- Kutipan Dokumen:
+ + +

Selain itu, lanjut Olvy, Indonesia perlu mengembangkan rempah organik. Sebab, rempah jenis tersebut tengah diminati oleh pasar Eropa. Indonesia jug perlu meningkatkan promosi produk rempah yang belum dikenal, seperti kunci dan temulawak
Penguatan jejaring perwakilan Indonesia di luar negeri dan perwakilan perdagangan baik Atase Perdagangan, Indonesian Trade Promotion Center (ITPC), dan Kantor Dagang Ekonomi Indonesia (KDEI) juga penting untuk dilakukan. Selain itu, dengan mengoptimalkan pemanfaatan resi gudang untuk menjaga kualitas produk yang disimpan.

+ + +

Baris-baris dari sebuah kumpulan data
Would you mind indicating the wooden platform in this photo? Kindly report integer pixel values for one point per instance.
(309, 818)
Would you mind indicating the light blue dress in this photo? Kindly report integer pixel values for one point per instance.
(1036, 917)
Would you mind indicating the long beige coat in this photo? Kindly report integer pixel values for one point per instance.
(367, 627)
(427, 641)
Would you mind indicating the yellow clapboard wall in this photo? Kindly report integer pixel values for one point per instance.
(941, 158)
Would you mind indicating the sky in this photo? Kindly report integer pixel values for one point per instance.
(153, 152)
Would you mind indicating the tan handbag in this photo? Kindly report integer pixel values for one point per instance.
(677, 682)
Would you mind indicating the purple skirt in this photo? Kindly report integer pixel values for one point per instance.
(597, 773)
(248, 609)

+ + +

- Butir Tugas 1: Menurut teks tentang rempah Indonesia, jenis rempah apa yang tengah diminati oleh pasar Eropa?
- Butir Tugas 2: Tuliskan ulang bagian teks tentang rempah Indonesia yang dibuka dengan kata-kata "Selain itu, lanjut" dan ditutup dengan "produk yang disimpan.".
- Butir Tugas 3: Sambung teks tentang rempah Indonesia dengan bagian berikutnya, mulai setelah kalimat terakhir yang tertera.

- Jawaban Latihan 1: Rempah organik.

- Jawaban Latihan 2:
Selain itu, lanjut Olvy, Indonesia perlu mengembangkan rempah organik. Sebab, rempah jenis tersebut tengah diminati oleh pasar Eropa. Indonesia jug perlu meningkatkan promosi produk rempah yang belum dikenal, seperti kunci dan temulawak
Penguatan jejaring perwakilan Indonesia di luar negeri dan perwakilan perdagangan baik Atase Perdagangan, Indonesian Trade Promotion Center (ITPC), dan Kantor Dagang Ekonomi Indonesia (KDEI) juga penting untuk dilakukan. Selain itu, dengan mengoptimalkan pemanfaatan resi gudang untuk menjaga kualitas produk yang disimpan.

- Jawaban Latihan 3:
“Untuk meningkatkan ekspor rempah, pemerintah berupaya mendorong penetrasi ekspor ke negara nontradisional seperti Saudi Arabia, Uni Emirat Arab, dan Pakistan. Selain itu, rempah tanah air juga potensial diekspor ke Bosnia dan Eropa Timur,” ujar Olvy.
Atase Perdagangan RI di India Ferry Jacob menegaskan, siap menjembatani dan memfasilitasi pencarian buyers potensial serta meningkatkan branding produk rempah Indonesia. “Kami akan bekerja sama dengan Konsulat Jenderal, ITPC, dan KDEI untuk mencari buyers, serta mempromosikan dengan meningkatkan branding produk rempah Indonesia,” kata Ferry.
Ferry menambahkan, yang perlu diperhatikan para pelaku ekspor yaitu memastikan kelancaran transaksi terkait kepastian pengiriman barang setelah dilakukannya pembayaran, mencermati situasi pembatasan sosial berskala besar di Indonesia saat ini, adanya kontinuitas kualitas dan kuantitas produk, serta melakukan konfirmasi setelah bertransaksi.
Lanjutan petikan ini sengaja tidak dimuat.